##### TEKS BACAAN

Senin, 26 Agustus 2013

Sehat Mental | Ruang Kosong Pondok Pesantren


Ruang Kosong Pondok Pesantren

Berbicara tentang pondok pesantren tiba-tiba terngiang lirik qasidah kota santri. "Suasana di kota santri, asik senangkan hati. Suasana di kota santri, asik senangkan hati. Tiap pagi dan sore hari, muda-mudi berbusana rapi, hilir mudik silih berganti, pulang pergi mengaji. Duhai Ayah Ibu berikanlah izin daku untuk menuntut ilmu pergi ke rumah guru, mondok di kota santri banyak Ulama Kiai tumpuan orang mengaji, mengkaji ilmu agama bermanfaat di dunia menuju hidup bahagia sampai akhir masa." Penggambaran yang begitu apik, terbayang suasana religius pondok pesantren yang menyejukkan hati, santri berbondong-bondong riang menuju majelis ilmu, berdiskusi, mengaji dan saling menyimak hafalan al qur'an masing-masing. Seindah itu kah suasana disana ?

Menelusur Jejak Awal Ponpes

Pondok pesantren merupakan lembaga pendidikan tertua yang berfungsi sebagai salah satu benteng pertahanan umat Islam, pusat dakwah, dan pusat pengembangan masyarakat muslim di Indonesia. Menurut pengertian dasarnya, pesantren adalah tempat belajar para santri, sedangkan pondok berarti rumah atau tempat tinggal sederhana yang terbuat dari bambu. Di samping itu, kata "pondok" juga berasal dari bahasa Arab "funduq" yang berarti "hotel atau asrama". Dari penggalan tersebut, pondok pesantren bisa diartikan sebagai tempat tinggal/asrama santri/murid-murid belajar ilmu agama. Adapun sejarah berdirinya pondok pesantren, berdasarkan beberapa sumber yang ada mengatakan bahwa pesantren sebagai pusat penyebaran agama Islam lahir dan berkembang seiring dengan masuknya Islam di Indonesia.
Berdirinya pesantren pada mulanya juga diprakarsai oleh Wali Songo-Syeikh Maulana Malik Ibrahim yang berasal dari Gujarat India. Para Wali Songo tidak begitu kesulitan untuk mendirikan pesantren karena sebelumnya sudah ada institusi pendidikan Hindu-Budha dengan sistem biara dan asrama sebagai tempat belajar mengajar bagi para bikshu dan pendeta di Indonesia. Pada masa perkembangan Islam, biara dan asrama tersebut tidak berubah bentuk akan tetapi isinya berubah dari ajaran Hindu dan Budha diganti dengan ajaran Islam, yang kemudian dijadikan dasar peletak berdirinya pesantren. Selanjutnya pesantren digunakan sebagai tempat mengajarkan ajaran-ajaran Islam kepada masyarakat Jawa. Sunan Bonang mendirikan pesantren di Tuban, Sunan Ampel mendirikan pesantren di Ampel Surabaya dan Sunan Giri mendirikan pesantren di Sidomukti yang kemudian tempat ini lebih dikenal dengan sebutan Giri Kedaton.

##########
##### BAHAN TERSEDIA

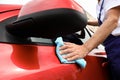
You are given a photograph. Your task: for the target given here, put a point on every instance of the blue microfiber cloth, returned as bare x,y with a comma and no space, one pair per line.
59,42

##########

> SOAL
Tentukan apakah tiap pernyataan berikut sesuai dengan teks bacaan tentang pondok pesantren, lalu jawab ya atau tidak beserta kutipan persis kata-kata penentunya. (a) Kata "pondok" berasal dari bahasa Arab "funduq" yang berarti hotel atau asrama. (b) Syeikh Maulana Malik Ibrahim berasal dari Persia. (c) Sunan Ampel mendirikan pesantren di Tuban. Baris-baris data merupakan bahan tersendiri yang terpisah dari teks bacaan.

> JAWABAN
(a) Ya: "kata "pondok" juga berasal dari bahasa Arab "funduq" yang berarti "hotel atau asrama""
(b) Tidak: "Syeikh Maulana Malik Ibrahim yang berasal dari Gujarat India"
(c) Tidak: "Sunan Bonang mendirikan pesantren di Tuban, Sunan Ampel mendirikan pesantren di Ampel Surabaya"